§ **Task goal**
Extract every line of the records below that contains the word "soil", and note that case counts.

§ **Input rows**
################

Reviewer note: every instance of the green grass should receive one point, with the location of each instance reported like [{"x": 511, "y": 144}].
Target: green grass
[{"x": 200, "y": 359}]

################

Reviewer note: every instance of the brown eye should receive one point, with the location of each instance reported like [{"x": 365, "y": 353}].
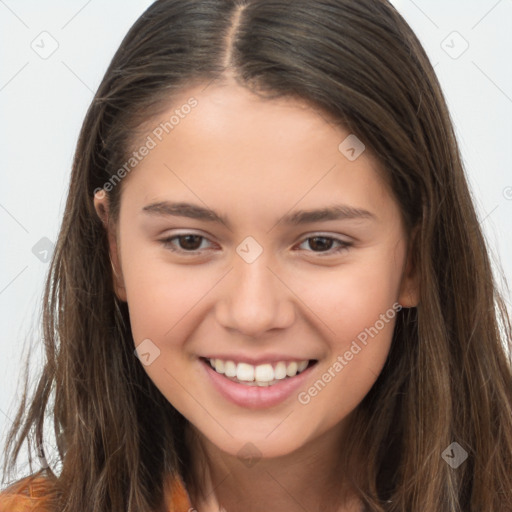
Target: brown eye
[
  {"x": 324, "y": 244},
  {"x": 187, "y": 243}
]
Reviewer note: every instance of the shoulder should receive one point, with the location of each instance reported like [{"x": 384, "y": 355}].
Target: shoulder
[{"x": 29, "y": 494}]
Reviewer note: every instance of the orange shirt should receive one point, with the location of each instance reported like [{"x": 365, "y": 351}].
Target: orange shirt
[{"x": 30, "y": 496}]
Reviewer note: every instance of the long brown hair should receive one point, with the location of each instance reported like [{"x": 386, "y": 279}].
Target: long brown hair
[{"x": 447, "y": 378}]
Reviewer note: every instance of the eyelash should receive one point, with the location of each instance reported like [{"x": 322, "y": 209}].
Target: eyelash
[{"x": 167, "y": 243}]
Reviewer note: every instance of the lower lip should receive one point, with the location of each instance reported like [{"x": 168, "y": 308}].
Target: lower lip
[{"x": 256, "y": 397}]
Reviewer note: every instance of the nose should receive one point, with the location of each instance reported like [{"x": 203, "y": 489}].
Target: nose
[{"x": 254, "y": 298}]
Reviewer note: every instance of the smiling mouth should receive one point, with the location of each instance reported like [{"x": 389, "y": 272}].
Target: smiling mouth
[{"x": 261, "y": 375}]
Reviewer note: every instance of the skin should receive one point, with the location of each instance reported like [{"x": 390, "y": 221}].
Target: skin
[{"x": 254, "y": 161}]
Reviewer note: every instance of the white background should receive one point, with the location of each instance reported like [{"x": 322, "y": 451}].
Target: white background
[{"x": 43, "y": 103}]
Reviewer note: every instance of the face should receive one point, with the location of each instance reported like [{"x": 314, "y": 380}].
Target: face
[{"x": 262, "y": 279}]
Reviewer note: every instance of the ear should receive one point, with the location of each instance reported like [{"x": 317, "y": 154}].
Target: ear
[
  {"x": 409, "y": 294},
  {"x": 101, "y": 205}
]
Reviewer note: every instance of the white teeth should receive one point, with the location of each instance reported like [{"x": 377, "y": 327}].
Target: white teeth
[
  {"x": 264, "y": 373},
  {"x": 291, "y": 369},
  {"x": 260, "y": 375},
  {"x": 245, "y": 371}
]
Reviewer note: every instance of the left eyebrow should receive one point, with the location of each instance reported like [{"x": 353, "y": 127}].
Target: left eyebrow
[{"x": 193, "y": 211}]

################

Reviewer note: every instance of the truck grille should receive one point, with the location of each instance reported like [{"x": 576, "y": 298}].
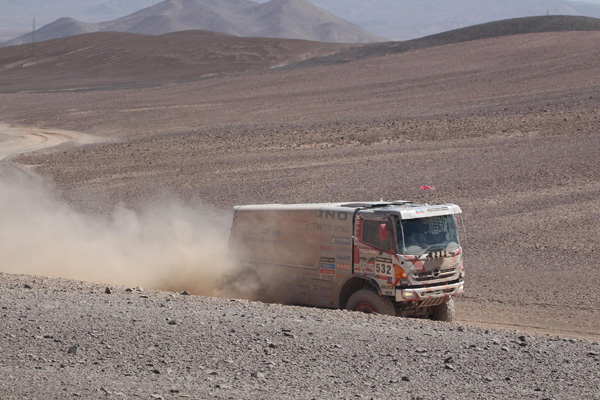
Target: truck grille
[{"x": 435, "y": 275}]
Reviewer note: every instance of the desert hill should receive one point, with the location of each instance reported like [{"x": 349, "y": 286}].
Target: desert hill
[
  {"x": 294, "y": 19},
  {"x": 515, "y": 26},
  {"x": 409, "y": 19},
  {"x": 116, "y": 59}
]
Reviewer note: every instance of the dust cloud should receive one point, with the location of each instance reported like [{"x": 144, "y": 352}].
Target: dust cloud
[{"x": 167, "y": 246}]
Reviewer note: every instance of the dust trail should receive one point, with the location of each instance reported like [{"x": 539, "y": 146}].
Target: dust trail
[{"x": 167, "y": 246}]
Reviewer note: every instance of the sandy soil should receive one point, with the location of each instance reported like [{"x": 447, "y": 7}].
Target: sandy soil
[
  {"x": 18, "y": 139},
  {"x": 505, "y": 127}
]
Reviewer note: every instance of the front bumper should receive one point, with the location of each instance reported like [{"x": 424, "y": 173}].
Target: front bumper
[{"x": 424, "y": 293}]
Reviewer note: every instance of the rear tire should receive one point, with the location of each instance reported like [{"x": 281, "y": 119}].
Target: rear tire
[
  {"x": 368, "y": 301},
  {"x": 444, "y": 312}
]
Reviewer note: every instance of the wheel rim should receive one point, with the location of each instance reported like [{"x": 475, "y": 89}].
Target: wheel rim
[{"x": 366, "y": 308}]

################

§ **Answer to this task**
Reviewer note: every instance of the sandy soil should receive one point, with the location of each instance reported like [{"x": 447, "y": 7}].
Target: sandy soil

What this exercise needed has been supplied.